+++ Data for this task

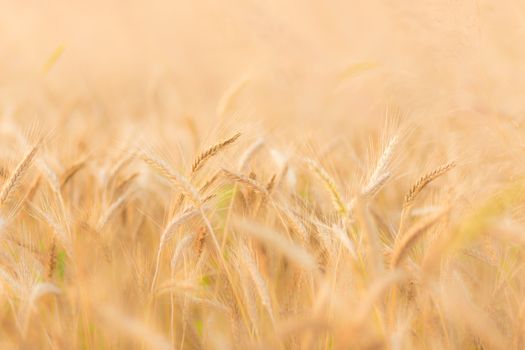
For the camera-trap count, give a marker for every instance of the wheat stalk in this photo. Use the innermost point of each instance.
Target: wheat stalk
(246, 181)
(404, 244)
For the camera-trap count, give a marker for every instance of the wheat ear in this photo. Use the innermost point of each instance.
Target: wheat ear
(425, 180)
(18, 173)
(246, 181)
(210, 152)
(329, 185)
(179, 181)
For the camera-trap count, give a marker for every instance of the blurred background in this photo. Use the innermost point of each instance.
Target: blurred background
(275, 60)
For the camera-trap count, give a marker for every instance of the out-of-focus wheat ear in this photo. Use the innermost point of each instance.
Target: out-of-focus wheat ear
(271, 184)
(71, 171)
(383, 162)
(245, 180)
(404, 243)
(179, 181)
(52, 259)
(176, 222)
(416, 189)
(373, 252)
(209, 182)
(425, 180)
(200, 240)
(381, 174)
(112, 210)
(227, 100)
(259, 281)
(17, 174)
(183, 244)
(125, 184)
(120, 164)
(329, 184)
(33, 189)
(250, 153)
(201, 159)
(292, 251)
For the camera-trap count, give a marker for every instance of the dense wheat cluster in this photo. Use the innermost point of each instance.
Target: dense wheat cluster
(262, 175)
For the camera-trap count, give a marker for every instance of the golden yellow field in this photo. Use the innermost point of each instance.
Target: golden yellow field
(247, 174)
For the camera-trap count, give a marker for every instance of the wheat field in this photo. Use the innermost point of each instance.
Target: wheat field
(262, 174)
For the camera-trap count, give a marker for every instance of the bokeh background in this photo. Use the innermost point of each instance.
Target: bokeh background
(289, 60)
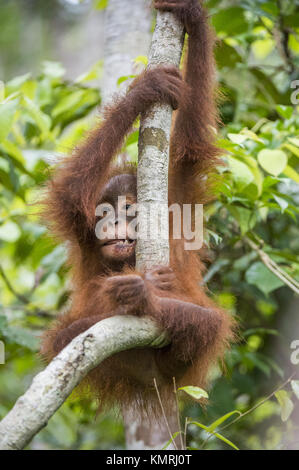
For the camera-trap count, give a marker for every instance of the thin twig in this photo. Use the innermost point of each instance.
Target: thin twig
(178, 413)
(260, 403)
(185, 433)
(164, 415)
(21, 297)
(273, 267)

++++++

* [Aim of the task]:
Your response should be the lines of the entries above that include the string "each".

* [Answer to this exercise]:
For the camera-trap count, give a marker for every instance of the wheat stalk in this photo. Use the innermost point of each instance.
For the camera-trap count, give a marker for every instance of the wheat ear in this photo. Use the innermost point of each instance.
For the camera-trap count, give a marker for every instance of the blurred background in this photo. Use the innermost point of each instance.
For the camera-trap count, give a marker for every instance of the out-of-focus wheat ear in this photo. Use the innermost point of each instance.
For the camera-trap count, give a marker for every instance of the dense wheat cluster in this photo. Use the innermost point of each instance.
For the camera-trap count, give a marker for every instance of the golden yellow field in this photo. Use the innermost point of each instance.
For the camera-trap count, give a marker for every instance of the wheat field in this photo. Use the innermost point of each instance.
For the camera-trap count, give a marker for every instance of the bokeh background in this photo. Use the innermost point of each instance.
For the camera-trap count, give a marker for every instance of the thin twig in this photo. Use the innermost point of each instance.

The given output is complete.